Data records

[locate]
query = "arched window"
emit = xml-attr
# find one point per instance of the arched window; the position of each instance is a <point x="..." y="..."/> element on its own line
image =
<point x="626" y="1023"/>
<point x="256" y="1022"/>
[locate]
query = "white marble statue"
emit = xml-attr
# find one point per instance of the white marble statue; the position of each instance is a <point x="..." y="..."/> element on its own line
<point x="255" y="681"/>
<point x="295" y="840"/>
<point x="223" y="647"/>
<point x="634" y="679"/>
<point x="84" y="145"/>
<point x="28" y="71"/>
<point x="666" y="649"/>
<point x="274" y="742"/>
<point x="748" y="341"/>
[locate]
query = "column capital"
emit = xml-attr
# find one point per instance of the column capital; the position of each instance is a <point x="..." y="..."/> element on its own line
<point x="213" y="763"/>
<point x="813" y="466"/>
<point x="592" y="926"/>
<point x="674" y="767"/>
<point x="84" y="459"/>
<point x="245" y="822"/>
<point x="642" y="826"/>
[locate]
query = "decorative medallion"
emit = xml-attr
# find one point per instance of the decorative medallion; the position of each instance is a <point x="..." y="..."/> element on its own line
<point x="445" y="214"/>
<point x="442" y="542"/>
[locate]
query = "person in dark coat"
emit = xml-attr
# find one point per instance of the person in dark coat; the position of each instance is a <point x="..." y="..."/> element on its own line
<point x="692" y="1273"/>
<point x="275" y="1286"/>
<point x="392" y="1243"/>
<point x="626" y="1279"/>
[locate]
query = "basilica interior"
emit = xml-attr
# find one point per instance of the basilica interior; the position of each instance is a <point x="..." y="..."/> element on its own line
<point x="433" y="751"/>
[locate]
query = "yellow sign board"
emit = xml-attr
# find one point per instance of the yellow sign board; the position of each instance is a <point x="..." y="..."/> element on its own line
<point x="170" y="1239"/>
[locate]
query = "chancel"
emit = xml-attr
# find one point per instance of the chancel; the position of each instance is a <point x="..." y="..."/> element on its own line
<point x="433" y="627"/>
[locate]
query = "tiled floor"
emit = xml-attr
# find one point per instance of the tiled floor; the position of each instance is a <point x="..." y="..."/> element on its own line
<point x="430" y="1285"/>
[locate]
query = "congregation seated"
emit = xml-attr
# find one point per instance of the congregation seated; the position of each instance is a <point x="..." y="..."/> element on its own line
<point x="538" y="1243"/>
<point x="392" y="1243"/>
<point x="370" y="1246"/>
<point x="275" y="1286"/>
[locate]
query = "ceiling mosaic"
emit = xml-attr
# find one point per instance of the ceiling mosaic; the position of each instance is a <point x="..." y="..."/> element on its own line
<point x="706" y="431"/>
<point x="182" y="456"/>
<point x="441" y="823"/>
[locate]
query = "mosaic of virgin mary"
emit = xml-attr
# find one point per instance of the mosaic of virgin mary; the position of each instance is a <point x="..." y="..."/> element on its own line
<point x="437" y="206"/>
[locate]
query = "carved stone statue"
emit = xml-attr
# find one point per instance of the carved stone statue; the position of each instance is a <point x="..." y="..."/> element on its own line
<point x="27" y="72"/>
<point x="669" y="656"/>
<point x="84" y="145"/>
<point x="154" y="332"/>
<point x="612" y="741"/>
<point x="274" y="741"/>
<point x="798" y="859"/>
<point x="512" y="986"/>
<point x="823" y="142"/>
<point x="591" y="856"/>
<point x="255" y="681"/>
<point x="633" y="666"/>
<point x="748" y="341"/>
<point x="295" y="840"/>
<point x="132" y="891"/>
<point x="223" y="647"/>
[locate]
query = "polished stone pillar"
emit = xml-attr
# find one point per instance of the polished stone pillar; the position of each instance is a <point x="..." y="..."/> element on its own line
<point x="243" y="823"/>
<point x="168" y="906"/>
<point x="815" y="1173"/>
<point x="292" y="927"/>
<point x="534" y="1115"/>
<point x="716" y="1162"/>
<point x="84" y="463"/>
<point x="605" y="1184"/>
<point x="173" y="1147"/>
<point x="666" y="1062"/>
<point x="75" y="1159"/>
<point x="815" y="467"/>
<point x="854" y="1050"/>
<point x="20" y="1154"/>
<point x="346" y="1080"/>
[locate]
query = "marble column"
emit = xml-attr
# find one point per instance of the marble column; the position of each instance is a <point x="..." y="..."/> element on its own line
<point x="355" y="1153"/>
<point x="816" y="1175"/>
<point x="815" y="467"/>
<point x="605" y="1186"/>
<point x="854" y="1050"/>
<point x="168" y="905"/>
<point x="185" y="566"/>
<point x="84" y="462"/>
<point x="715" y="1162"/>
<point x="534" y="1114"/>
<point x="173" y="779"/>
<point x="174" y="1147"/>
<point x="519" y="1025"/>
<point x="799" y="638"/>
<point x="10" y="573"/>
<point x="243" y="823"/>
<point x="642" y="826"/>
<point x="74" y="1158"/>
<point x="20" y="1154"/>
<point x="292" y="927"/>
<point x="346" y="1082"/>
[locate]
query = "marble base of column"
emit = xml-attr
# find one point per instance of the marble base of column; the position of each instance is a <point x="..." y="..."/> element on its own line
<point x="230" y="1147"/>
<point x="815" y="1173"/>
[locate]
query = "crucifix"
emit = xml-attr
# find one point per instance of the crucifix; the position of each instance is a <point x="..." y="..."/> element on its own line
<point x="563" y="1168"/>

Required task
Transcribe the material above word for word.

Answer to the exercise
[locate]
query = "arched window"
emit = xml-attr
# find one point per instance of the arched window; the position of each instance is a <point x="..." y="..."/> element on its own line
image =
<point x="626" y="1023"/>
<point x="256" y="1022"/>
[locate]
query = "white marble statue"
emit = xml-attr
# find one point per instance of the white marble statue; the position of each instance is a <point x="..." y="..."/> element on its own line
<point x="255" y="681"/>
<point x="295" y="840"/>
<point x="223" y="647"/>
<point x="634" y="679"/>
<point x="84" y="145"/>
<point x="28" y="71"/>
<point x="666" y="649"/>
<point x="274" y="742"/>
<point x="748" y="341"/>
[locate]
query = "column capital"
emit = xml-attr
# find one point per instance of the column capital; the position of each instance is a <point x="..." y="..."/> element on its own line
<point x="213" y="763"/>
<point x="813" y="466"/>
<point x="592" y="926"/>
<point x="674" y="767"/>
<point x="84" y="459"/>
<point x="245" y="822"/>
<point x="642" y="826"/>
[locate]
query = "decorative medallion"
emit = xml-attr
# find one point per instance of the decorative medallion; the position of each instance is a <point x="..." y="..."/> element on its own line
<point x="445" y="214"/>
<point x="442" y="542"/>
[locate]
query = "person in dark coat"
emit = xml-attr
# find one point per instance of the person in dark coat; the position of each instance is a <point x="..." y="..."/> element on its own line
<point x="692" y="1273"/>
<point x="275" y="1286"/>
<point x="392" y="1243"/>
<point x="626" y="1279"/>
[locate]
query = "basilica interior"
emit = xml-attr
# find one point per instance of the basilica interior; the position of each instance is a <point x="..." y="..."/> element on its own line
<point x="433" y="751"/>
[locate]
query = "yellow sign board"
emit = xml-attr
# find one point per instance of the yellow sign board; the position of each instance is a <point x="..." y="..."/> element on its own line
<point x="170" y="1239"/>
[locate]
query = "chancel"
emit = xml-attr
# find one point per instance of the chancel; the position of each instance is a <point x="..." y="..."/> element on its own line
<point x="433" y="627"/>
[locate]
query = "tiled floor"
emit = xml-attr
# find one point per instance of the tiled floor; the position of each instance is a <point x="..." y="..."/> element on its own line
<point x="430" y="1285"/>
[locate]
query = "congregation seated"
emit = xml-attr
# find one point per instance of the congregation seated; the position of each instance is a <point x="..." y="..."/> element on its own line
<point x="538" y="1243"/>
<point x="392" y="1243"/>
<point x="370" y="1246"/>
<point x="275" y="1286"/>
[locate]
query = "ceiling mosaic"
emit = xml-attr
# find one point per instance of the ceiling mosaic; the position of each instance is a <point x="..." y="..."/> element on its own line
<point x="706" y="431"/>
<point x="182" y="456"/>
<point x="441" y="823"/>
[locate]
query = "mosaic of virgin mary"
emit = xml-attr
# find one point per instance of the mosaic of virgin mary; the position of each instance is a <point x="..." y="..."/> element on its own line
<point x="437" y="206"/>
[locate]
query = "carved stone statue"
emit = xml-attr
# find one point per instance of the carved stone statue; the position of each instance is a <point x="..." y="..."/> element on its own line
<point x="27" y="72"/>
<point x="669" y="656"/>
<point x="84" y="145"/>
<point x="154" y="332"/>
<point x="612" y="741"/>
<point x="274" y="741"/>
<point x="798" y="859"/>
<point x="512" y="986"/>
<point x="823" y="142"/>
<point x="591" y="856"/>
<point x="255" y="681"/>
<point x="633" y="666"/>
<point x="748" y="341"/>
<point x="295" y="840"/>
<point x="132" y="891"/>
<point x="223" y="647"/>
[locate]
query = "polished stone pillar"
emit = xml-attr
# find one point per instance of the polished stone pillar; the position of each instance is a <point x="..." y="..."/> element on its own line
<point x="243" y="823"/>
<point x="168" y="906"/>
<point x="815" y="1173"/>
<point x="292" y="927"/>
<point x="534" y="1115"/>
<point x="716" y="1162"/>
<point x="84" y="463"/>
<point x="605" y="1184"/>
<point x="173" y="1147"/>
<point x="666" y="1062"/>
<point x="75" y="1159"/>
<point x="815" y="467"/>
<point x="854" y="1050"/>
<point x="20" y="1154"/>
<point x="346" y="1080"/>
[locate]
query = "marble column"
emit = xml-attr
# find one point per instance of the marble column; the position of each instance is a <point x="..." y="..."/> element on its own line
<point x="355" y="1153"/>
<point x="816" y="1175"/>
<point x="815" y="467"/>
<point x="605" y="1186"/>
<point x="854" y="1050"/>
<point x="168" y="905"/>
<point x="185" y="566"/>
<point x="84" y="462"/>
<point x="715" y="1162"/>
<point x="534" y="1114"/>
<point x="173" y="779"/>
<point x="174" y="1147"/>
<point x="519" y="1025"/>
<point x="799" y="638"/>
<point x="10" y="573"/>
<point x="243" y="823"/>
<point x="642" y="826"/>
<point x="74" y="1158"/>
<point x="20" y="1154"/>
<point x="292" y="927"/>
<point x="346" y="1082"/>
[locate]
query = "marble base of column"
emit = xml-attr
# find one point per instance of the marble base of column; the position of each instance is a <point x="..." y="..."/> element on its own line
<point x="230" y="1147"/>
<point x="815" y="1173"/>
[locate]
query = "crucifix"
emit = xml-attr
# find one point per instance of the crucifix; the position of each instance is a <point x="..." y="..."/> element on its own line
<point x="563" y="1168"/>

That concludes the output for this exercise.